SET PROBLEM
Return only this: the line with "Q: Pick out each instance of the car hood" and all the lines that follow it below, through the final one, exactly as they are.
::: SUPPLIED RECORDS
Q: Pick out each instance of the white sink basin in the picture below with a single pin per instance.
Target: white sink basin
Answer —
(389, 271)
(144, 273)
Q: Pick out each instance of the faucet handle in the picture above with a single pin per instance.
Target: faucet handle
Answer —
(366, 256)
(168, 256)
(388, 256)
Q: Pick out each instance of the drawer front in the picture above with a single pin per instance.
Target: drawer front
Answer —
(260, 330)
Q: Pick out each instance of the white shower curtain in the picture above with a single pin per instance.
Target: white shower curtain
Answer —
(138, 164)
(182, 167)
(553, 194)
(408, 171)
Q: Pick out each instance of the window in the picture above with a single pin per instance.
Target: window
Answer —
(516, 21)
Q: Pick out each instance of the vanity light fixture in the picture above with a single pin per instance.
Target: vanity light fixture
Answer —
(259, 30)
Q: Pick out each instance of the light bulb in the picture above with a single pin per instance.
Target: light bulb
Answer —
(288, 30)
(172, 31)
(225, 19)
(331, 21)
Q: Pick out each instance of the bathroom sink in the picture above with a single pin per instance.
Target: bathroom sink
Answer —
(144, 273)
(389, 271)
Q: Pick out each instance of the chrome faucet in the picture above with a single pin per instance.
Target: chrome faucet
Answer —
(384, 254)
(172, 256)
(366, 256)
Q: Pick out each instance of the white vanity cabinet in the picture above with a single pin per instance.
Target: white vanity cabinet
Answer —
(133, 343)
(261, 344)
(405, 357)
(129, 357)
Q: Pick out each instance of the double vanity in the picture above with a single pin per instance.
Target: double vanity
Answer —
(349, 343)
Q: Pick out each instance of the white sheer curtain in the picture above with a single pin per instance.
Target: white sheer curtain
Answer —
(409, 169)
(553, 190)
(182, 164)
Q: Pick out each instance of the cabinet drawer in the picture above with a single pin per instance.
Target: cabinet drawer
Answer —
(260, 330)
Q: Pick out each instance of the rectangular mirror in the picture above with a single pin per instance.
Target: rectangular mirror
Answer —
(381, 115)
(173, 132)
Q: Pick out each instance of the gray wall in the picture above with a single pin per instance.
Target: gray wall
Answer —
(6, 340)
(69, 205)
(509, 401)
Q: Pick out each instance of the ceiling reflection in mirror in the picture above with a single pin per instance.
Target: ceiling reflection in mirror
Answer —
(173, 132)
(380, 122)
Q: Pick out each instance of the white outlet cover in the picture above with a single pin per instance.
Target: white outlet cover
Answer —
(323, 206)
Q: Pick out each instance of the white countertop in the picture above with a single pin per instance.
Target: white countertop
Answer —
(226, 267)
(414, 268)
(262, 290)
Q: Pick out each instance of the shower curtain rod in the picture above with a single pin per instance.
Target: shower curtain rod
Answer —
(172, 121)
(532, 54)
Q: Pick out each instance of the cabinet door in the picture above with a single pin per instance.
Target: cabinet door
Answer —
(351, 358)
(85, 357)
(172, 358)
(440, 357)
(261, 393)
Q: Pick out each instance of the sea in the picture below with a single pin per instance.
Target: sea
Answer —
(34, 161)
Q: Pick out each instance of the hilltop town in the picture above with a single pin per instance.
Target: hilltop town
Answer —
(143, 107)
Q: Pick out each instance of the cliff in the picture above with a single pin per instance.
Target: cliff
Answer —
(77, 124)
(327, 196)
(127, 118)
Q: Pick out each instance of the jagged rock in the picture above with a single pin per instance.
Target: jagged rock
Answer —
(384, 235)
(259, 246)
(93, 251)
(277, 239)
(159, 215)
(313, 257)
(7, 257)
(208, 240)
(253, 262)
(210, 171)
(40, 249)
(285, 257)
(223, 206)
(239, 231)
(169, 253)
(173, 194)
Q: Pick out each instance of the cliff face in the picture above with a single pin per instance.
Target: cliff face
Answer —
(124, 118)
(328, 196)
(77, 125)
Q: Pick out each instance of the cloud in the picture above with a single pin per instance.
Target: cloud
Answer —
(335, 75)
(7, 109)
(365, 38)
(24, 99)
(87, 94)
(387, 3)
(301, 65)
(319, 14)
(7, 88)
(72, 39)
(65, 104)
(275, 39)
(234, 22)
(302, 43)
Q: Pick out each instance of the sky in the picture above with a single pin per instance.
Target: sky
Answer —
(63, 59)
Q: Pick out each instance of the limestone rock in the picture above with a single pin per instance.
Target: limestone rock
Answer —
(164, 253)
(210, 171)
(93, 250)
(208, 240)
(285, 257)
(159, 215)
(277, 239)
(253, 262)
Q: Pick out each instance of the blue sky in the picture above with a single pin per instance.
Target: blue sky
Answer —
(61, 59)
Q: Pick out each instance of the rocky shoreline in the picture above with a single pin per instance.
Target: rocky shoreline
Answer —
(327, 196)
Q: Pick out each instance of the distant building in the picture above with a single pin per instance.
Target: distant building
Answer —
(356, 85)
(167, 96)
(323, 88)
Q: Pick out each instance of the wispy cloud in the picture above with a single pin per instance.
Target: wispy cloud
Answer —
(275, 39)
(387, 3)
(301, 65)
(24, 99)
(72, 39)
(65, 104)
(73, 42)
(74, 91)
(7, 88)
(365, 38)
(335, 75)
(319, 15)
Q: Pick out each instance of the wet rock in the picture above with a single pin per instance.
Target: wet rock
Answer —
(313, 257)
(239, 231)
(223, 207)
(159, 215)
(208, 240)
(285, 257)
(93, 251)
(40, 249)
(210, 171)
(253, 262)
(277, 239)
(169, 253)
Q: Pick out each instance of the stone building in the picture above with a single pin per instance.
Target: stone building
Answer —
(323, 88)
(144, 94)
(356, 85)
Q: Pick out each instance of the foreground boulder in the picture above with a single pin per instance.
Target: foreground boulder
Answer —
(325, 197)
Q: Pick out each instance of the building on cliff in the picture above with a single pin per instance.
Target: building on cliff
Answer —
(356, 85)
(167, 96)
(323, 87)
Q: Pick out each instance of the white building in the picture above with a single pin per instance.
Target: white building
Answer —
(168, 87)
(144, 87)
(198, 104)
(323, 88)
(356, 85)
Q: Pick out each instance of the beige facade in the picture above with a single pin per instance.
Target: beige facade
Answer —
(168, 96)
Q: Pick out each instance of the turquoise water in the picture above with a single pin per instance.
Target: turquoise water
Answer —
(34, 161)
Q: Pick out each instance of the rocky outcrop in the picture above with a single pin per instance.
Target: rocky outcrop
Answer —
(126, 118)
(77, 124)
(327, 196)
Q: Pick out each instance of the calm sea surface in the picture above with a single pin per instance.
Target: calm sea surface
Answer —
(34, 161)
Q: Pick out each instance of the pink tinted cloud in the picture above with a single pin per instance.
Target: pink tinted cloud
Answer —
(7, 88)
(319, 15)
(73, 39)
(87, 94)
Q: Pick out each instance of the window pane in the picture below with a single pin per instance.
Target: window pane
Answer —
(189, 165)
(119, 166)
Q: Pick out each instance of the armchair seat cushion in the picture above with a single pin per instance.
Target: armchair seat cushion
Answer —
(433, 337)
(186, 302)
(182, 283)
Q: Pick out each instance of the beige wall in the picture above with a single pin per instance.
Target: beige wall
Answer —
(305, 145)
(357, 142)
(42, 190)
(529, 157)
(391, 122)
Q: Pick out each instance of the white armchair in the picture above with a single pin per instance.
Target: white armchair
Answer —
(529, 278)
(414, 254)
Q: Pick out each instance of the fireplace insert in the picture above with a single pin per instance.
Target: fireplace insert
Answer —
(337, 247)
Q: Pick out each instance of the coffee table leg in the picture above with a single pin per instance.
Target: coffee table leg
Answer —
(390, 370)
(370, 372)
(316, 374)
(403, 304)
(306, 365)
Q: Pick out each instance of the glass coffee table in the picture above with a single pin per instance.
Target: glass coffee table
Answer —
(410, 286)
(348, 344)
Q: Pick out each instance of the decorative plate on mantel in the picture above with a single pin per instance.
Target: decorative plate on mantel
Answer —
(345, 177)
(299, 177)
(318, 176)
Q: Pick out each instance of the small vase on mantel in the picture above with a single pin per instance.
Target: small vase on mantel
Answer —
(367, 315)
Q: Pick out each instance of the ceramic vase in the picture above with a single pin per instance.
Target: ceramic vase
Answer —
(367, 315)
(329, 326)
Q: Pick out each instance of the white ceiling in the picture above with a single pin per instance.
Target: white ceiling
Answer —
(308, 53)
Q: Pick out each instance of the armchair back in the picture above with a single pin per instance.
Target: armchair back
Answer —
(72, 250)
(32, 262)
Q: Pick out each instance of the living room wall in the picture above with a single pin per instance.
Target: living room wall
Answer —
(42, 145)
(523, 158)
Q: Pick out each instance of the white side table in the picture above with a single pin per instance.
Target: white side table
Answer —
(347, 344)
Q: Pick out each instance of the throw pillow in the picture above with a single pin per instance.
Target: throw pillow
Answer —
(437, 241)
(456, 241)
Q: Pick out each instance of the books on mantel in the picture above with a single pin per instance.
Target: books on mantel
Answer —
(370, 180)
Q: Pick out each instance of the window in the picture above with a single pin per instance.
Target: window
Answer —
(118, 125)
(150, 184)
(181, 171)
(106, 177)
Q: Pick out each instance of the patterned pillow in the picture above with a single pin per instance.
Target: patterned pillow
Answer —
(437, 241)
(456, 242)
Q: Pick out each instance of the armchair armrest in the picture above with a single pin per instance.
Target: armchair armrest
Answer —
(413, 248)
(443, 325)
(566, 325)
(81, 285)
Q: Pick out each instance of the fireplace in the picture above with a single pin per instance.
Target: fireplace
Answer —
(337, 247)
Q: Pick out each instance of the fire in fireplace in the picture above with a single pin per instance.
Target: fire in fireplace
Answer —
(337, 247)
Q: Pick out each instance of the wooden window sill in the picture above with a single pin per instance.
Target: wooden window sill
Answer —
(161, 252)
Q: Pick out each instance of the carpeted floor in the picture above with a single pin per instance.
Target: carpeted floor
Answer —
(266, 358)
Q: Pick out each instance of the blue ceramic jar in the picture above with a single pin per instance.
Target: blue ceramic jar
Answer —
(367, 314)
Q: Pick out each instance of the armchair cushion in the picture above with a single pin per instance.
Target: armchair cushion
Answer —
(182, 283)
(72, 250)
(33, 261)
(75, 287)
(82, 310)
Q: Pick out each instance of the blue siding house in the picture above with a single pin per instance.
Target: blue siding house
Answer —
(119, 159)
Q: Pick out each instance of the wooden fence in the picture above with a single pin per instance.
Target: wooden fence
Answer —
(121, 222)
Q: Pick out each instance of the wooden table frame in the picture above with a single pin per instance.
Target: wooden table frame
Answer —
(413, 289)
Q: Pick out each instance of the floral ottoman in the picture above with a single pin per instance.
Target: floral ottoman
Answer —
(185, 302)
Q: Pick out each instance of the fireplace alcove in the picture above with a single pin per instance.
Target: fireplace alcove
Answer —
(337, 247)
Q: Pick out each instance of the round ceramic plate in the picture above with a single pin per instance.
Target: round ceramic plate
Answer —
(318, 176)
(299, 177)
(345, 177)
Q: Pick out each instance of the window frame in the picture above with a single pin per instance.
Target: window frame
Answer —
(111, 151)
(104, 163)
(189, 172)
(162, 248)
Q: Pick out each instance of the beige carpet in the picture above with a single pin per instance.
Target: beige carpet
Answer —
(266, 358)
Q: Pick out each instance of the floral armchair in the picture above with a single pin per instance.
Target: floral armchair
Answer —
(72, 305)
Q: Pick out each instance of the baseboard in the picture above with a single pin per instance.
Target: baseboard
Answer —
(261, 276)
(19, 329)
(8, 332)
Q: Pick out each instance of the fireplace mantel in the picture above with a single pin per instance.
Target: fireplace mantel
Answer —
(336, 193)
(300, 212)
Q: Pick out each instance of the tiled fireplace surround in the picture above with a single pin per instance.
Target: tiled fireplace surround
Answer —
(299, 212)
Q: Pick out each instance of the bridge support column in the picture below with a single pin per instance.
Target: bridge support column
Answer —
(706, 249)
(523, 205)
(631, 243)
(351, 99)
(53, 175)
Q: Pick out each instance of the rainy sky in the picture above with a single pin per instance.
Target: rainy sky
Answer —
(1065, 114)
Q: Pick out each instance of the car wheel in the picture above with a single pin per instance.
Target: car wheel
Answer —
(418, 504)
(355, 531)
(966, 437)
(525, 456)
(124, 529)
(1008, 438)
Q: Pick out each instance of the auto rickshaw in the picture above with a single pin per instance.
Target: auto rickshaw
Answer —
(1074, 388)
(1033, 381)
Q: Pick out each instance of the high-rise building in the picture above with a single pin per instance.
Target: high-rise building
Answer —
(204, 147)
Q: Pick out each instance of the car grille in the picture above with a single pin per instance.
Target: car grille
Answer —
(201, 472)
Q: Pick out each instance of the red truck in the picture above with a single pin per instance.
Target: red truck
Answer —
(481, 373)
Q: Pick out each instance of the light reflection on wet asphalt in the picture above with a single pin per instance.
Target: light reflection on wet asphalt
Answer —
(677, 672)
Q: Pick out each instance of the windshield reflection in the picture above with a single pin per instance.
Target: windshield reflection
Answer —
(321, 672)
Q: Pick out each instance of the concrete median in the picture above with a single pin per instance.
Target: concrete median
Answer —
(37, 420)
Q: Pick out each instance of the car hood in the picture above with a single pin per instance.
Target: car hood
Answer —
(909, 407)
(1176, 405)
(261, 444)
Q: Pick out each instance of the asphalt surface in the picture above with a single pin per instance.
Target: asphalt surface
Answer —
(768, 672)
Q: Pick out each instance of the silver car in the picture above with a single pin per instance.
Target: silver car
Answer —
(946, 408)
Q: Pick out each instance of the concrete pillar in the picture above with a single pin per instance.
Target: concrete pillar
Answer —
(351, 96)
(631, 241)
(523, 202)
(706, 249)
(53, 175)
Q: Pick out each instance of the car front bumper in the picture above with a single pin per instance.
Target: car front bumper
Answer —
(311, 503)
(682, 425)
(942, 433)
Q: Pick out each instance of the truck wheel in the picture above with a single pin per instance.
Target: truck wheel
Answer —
::::::
RESULT OF THIS TASK
Q: Pick out each instance of the car hood in the picture above with a single pin per instance.
Target: car hood
Answer —
(909, 407)
(1176, 405)
(261, 444)
Q: Pick out each instance of the asphalt surface in the picture above with a single pin per instance.
Target: asphalt surface
Answer —
(768, 672)
Q: Pick out each instance of the silver car in the picture above with a single pin per instance.
Target: silver car
Answer —
(946, 408)
Q: Pick out each instance of the concrete pillar in the picture above with a single pin per instance.
Target: concrete pillar
Answer —
(351, 96)
(631, 241)
(523, 202)
(706, 249)
(53, 175)
Q: Pick out each instance of the car front bumper in the picture above with a single pin per instance.
Target: car front bumper
Answer —
(311, 503)
(682, 425)
(942, 433)
Q: Pick out each instance of the truck wheel in the picture above with a single pin per instance.
Target: truck wheel
Answer —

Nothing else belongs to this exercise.